◆ **Short exercise**:
Which of the lines below contain the string "gray", with uppercase and lowercase counted as different? Report each of those lines in full.

◆ **Extracted information**:
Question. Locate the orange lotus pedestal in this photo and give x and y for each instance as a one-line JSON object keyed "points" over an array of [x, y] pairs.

...

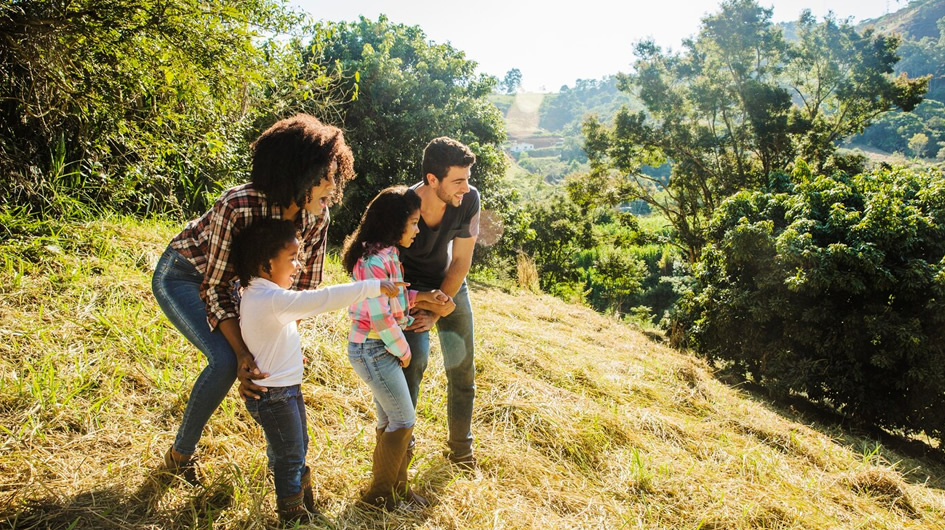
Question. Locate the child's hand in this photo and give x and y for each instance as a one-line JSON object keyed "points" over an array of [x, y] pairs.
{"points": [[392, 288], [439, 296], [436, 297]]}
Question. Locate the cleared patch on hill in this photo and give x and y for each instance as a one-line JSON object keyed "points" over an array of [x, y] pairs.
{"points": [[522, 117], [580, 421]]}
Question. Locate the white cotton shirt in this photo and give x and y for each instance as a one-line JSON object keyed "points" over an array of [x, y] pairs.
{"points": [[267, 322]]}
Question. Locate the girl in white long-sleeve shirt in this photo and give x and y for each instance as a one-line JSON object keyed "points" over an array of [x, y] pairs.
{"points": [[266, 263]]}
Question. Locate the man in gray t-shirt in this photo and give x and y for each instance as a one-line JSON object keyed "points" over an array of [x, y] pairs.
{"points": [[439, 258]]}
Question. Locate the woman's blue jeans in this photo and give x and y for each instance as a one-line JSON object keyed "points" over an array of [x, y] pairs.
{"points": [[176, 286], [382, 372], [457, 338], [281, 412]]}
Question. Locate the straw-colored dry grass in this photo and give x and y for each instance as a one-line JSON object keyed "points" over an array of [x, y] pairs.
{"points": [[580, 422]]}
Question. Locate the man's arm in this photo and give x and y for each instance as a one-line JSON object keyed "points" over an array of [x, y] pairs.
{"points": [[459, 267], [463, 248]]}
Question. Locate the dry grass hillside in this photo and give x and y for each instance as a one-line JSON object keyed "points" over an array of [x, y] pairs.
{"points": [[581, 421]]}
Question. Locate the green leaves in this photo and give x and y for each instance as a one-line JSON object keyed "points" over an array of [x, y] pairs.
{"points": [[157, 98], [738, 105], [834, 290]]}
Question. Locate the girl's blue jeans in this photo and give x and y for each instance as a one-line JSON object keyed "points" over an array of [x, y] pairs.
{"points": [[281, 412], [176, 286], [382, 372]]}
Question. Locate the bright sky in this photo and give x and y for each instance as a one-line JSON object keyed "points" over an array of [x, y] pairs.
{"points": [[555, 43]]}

==

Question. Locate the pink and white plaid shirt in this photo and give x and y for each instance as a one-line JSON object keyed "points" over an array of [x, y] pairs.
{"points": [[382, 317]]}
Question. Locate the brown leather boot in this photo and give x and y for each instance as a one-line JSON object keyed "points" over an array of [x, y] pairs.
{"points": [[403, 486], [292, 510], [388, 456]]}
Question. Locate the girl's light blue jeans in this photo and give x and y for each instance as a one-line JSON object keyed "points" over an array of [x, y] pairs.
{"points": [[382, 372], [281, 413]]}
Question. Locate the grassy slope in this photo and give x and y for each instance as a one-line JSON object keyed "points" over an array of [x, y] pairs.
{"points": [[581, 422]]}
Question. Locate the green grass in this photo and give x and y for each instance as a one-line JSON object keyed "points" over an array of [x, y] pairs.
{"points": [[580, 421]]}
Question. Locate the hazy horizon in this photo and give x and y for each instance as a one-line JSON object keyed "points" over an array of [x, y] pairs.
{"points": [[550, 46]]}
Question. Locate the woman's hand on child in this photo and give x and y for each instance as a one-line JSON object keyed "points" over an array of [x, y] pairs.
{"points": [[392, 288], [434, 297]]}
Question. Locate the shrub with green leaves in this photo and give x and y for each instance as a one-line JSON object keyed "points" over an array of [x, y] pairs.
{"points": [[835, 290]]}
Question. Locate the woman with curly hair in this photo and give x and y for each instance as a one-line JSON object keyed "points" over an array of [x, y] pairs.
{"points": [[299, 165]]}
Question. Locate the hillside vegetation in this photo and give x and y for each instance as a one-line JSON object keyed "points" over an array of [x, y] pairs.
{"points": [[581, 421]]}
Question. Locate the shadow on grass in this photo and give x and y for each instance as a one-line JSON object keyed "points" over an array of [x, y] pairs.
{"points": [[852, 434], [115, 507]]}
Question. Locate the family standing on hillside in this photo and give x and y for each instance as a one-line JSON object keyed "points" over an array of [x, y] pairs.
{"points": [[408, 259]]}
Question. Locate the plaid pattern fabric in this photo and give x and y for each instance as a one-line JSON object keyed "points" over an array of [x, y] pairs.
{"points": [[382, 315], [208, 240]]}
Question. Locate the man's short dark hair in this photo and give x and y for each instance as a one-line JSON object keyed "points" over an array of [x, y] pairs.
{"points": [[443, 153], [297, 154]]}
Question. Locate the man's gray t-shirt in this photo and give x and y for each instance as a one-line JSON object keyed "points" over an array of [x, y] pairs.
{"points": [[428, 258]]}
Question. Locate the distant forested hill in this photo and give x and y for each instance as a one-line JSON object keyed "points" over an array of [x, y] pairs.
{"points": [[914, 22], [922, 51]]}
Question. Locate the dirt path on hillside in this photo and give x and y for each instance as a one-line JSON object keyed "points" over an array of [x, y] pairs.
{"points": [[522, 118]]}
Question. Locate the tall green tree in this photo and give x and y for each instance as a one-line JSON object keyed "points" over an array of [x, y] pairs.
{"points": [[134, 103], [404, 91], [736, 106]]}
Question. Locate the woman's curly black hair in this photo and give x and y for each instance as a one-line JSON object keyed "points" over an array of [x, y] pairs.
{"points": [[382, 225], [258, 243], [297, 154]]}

◆ **Written answer**:
Question. Locate the man in gray t-shirt in this photo and give x and y for each instance as a one-line JSON object keyed "points" over an array of [x, y] pairs.
Question. Locate the man's gray t-shirt in this photo and give x and y for each instance as a one-line JSON object keyed "points" over an array of [x, y] pairs.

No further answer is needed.